═══ INPUT FOR THIS TASK ═══
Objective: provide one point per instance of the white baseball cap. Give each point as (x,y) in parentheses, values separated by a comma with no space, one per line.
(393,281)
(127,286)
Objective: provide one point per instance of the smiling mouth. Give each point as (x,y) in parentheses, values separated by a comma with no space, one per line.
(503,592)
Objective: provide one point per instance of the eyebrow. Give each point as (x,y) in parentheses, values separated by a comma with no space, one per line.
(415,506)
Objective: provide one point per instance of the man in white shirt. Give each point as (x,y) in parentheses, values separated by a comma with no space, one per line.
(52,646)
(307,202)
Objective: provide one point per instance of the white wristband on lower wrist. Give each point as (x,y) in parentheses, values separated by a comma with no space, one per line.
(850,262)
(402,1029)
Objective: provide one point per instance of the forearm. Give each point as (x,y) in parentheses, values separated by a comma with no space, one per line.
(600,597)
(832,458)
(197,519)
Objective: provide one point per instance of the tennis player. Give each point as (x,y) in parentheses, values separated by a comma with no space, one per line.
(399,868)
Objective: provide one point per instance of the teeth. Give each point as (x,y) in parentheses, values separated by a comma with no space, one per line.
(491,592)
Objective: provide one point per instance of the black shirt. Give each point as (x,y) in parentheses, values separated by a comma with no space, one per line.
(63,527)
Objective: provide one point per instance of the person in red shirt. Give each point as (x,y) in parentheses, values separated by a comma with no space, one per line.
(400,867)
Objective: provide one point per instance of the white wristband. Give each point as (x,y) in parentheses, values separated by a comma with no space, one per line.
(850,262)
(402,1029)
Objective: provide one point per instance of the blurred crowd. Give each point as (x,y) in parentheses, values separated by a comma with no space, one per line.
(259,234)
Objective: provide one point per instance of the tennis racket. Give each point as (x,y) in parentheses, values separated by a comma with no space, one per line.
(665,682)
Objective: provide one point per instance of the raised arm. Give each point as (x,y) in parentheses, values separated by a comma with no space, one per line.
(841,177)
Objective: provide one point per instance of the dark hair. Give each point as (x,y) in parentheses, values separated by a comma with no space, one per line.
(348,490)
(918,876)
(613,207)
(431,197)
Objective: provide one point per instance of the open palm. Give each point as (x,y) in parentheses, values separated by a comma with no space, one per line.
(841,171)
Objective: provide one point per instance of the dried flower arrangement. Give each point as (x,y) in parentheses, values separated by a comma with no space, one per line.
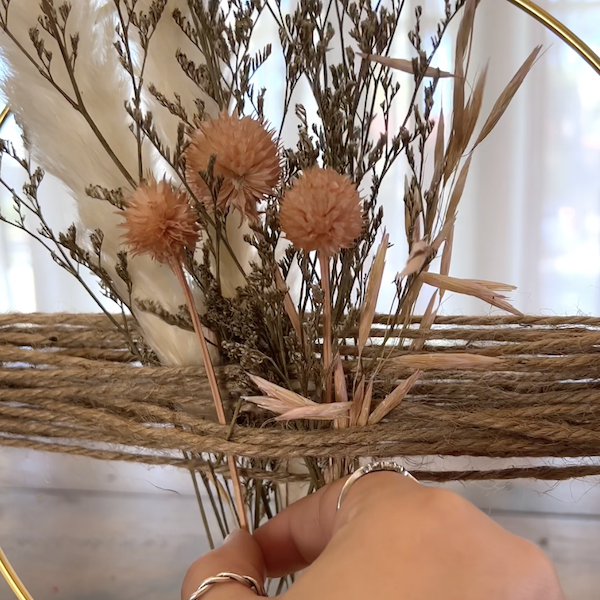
(221,245)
═══
▶ [WORK ITEM]: Please return, exactly and with pictures omitted, the lines from the line holding "Objective: provide one point per instance of the blurred" through the end of the data above, inclusive.

▶ [ANSWER TO THIS EXERCISE]:
Objective: provide one point per instance of the blurred crowd. Give each point as (x,y) in parentheses, values separated by a comma with no space, one per line.
(259,234)
Objective: provide one point per instance of the tennis racket. Give each point as (x,y) in parentheses, values separated by a comma with no space, one per line.
(665,682)
Objective: provide one point per instance of the raised arm. Give each point as (x,y) in parentheses, values separated by a comma with no space, one per line.
(841,177)
Objective: provide one point per instance of the dark hair. Give each point as (x,y) in parentheses, values separated by a comma with no space, one per line.
(348,490)
(918,876)
(613,207)
(431,197)
Objective: provide one point per instance of the open palm. Give each point as (x,y) in parentheses, values separated by a comma with no space, one per line.
(841,171)
Objective: provide one point per instance of the dried flower arrangement. Give each point as (x,y) in parentheses, values separated by a comma with no space, one per line.
(221,245)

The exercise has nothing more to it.